● **TASK GOAL**
Locate the line that contains "Practice step: point at the long" in the entries below. Retype it and all following lines through the final one, character for character.

Items from a data source

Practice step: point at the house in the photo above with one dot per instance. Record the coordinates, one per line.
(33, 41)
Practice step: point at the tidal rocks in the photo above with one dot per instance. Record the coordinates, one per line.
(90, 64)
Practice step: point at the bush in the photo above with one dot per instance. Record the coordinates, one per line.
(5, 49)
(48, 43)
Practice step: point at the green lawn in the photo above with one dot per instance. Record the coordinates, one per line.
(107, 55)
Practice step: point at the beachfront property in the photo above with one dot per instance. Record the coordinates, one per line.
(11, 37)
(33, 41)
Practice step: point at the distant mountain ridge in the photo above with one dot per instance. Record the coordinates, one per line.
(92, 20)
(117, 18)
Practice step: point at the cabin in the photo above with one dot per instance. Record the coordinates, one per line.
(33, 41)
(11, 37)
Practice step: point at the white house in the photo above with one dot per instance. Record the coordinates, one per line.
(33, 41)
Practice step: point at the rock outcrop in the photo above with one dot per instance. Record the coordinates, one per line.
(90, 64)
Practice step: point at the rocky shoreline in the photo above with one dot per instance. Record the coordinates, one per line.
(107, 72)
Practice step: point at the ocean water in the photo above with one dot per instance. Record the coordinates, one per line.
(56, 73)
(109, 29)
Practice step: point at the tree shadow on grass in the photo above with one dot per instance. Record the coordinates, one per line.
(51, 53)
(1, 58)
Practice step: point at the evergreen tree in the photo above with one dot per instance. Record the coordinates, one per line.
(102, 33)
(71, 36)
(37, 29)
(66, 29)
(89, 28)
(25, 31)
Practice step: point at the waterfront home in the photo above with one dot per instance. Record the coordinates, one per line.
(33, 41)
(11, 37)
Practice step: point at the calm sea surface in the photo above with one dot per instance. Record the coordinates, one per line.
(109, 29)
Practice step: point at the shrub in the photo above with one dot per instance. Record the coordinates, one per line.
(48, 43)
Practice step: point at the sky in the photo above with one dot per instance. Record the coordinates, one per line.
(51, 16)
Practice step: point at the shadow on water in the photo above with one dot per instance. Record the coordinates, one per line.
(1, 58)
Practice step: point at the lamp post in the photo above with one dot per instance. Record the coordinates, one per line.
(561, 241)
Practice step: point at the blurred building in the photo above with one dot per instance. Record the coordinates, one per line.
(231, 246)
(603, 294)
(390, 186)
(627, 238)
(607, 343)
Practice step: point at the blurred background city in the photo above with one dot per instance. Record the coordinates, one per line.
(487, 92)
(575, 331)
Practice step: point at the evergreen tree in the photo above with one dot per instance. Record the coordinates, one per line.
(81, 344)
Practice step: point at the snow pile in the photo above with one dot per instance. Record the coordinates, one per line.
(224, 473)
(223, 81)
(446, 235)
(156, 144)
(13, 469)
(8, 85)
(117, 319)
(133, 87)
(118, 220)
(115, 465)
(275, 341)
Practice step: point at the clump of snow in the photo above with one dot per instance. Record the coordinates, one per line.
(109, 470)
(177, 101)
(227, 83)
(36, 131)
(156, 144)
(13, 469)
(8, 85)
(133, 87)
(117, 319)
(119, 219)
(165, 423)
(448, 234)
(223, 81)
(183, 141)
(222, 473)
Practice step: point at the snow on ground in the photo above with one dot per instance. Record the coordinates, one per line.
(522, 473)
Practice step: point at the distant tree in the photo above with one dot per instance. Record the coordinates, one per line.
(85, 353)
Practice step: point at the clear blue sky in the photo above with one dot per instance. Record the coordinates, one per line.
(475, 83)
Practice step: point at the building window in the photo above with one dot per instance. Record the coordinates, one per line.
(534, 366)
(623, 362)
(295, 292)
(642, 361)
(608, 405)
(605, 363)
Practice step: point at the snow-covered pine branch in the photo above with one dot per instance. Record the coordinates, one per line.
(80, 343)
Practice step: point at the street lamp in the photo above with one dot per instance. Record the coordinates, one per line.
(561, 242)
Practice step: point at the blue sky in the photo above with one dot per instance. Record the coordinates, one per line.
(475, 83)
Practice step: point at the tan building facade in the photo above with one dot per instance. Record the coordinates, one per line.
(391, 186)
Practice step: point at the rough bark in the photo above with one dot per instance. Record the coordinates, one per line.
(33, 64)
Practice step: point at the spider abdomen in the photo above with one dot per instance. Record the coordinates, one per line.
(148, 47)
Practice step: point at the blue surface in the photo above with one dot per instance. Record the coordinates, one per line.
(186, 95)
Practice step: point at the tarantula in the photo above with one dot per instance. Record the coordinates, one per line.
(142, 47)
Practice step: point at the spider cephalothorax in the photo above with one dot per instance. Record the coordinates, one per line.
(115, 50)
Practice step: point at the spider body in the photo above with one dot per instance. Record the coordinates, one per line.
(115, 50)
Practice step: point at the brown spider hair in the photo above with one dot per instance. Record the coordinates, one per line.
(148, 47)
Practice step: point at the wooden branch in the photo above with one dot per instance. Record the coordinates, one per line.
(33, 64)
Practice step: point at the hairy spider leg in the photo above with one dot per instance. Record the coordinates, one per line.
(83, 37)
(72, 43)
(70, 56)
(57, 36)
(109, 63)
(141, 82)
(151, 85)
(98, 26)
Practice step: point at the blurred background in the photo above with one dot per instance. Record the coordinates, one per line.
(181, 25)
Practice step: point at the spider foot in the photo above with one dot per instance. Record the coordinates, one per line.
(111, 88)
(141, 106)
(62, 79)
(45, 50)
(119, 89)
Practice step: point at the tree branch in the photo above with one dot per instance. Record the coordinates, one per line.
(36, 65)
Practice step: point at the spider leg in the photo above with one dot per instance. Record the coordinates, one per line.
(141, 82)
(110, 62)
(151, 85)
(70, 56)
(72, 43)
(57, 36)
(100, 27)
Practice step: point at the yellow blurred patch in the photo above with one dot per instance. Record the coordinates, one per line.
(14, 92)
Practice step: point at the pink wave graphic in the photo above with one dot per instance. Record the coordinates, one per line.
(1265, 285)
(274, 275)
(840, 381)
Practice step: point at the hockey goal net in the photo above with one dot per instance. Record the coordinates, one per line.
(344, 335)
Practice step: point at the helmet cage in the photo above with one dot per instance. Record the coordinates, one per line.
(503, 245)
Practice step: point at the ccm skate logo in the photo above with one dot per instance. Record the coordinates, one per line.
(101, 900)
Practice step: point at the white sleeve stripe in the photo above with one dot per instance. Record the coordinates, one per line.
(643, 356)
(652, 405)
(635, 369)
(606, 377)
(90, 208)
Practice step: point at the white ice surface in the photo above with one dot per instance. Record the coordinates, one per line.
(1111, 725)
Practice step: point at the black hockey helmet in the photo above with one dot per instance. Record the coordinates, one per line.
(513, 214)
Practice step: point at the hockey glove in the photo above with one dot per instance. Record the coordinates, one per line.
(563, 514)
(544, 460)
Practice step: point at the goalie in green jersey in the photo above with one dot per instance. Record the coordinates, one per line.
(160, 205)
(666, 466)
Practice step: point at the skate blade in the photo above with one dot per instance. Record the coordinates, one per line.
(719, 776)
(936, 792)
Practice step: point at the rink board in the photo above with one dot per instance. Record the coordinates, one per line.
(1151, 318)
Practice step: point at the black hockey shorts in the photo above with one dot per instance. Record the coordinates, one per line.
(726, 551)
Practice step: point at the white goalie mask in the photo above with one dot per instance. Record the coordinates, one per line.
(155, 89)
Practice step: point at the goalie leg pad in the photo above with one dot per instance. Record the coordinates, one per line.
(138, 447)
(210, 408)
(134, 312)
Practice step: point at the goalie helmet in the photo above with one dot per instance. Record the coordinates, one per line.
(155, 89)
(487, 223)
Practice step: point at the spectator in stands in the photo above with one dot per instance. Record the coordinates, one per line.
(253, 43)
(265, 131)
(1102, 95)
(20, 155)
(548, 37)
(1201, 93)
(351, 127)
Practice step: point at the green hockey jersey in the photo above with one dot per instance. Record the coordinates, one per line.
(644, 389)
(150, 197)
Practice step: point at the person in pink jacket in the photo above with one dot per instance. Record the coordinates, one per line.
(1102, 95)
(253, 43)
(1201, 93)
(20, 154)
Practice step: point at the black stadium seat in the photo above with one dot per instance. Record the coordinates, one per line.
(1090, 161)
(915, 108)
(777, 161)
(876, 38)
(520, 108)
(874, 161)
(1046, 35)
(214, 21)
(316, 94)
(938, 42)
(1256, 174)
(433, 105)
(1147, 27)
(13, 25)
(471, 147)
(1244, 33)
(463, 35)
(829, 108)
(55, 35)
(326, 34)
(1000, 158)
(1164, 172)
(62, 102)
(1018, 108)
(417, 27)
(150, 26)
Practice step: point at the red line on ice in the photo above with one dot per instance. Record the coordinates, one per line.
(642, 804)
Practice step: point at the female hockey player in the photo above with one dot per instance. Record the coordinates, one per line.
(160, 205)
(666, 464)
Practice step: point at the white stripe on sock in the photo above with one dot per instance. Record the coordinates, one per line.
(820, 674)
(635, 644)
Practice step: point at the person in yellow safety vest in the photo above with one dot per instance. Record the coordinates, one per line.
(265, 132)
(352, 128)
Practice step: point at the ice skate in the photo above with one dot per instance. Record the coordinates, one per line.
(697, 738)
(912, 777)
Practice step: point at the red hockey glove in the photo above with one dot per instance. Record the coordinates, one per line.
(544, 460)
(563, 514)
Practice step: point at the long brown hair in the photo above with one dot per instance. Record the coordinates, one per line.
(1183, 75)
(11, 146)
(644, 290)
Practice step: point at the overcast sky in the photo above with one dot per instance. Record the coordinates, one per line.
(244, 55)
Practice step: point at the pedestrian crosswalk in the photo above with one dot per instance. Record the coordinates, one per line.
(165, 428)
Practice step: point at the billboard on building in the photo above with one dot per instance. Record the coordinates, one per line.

● **RESPONSE TO THIS EXERCISE**
Practice step: point at the long brown hair in the photo above with one dot per instance. Record the coordinates, one per line.
(1183, 75)
(11, 146)
(644, 290)
Practice step: point at the overcast sky in the photo above with one dot per instance. Record the coordinates, one per line.
(244, 55)
Practice step: point at the pedestrian crosswalk in the photo above with one dot per instance. Record the coordinates, one per line.
(165, 428)
Practice step: point at the billboard on building in the photo above with one dot per instance. Record the coordinates, one per line.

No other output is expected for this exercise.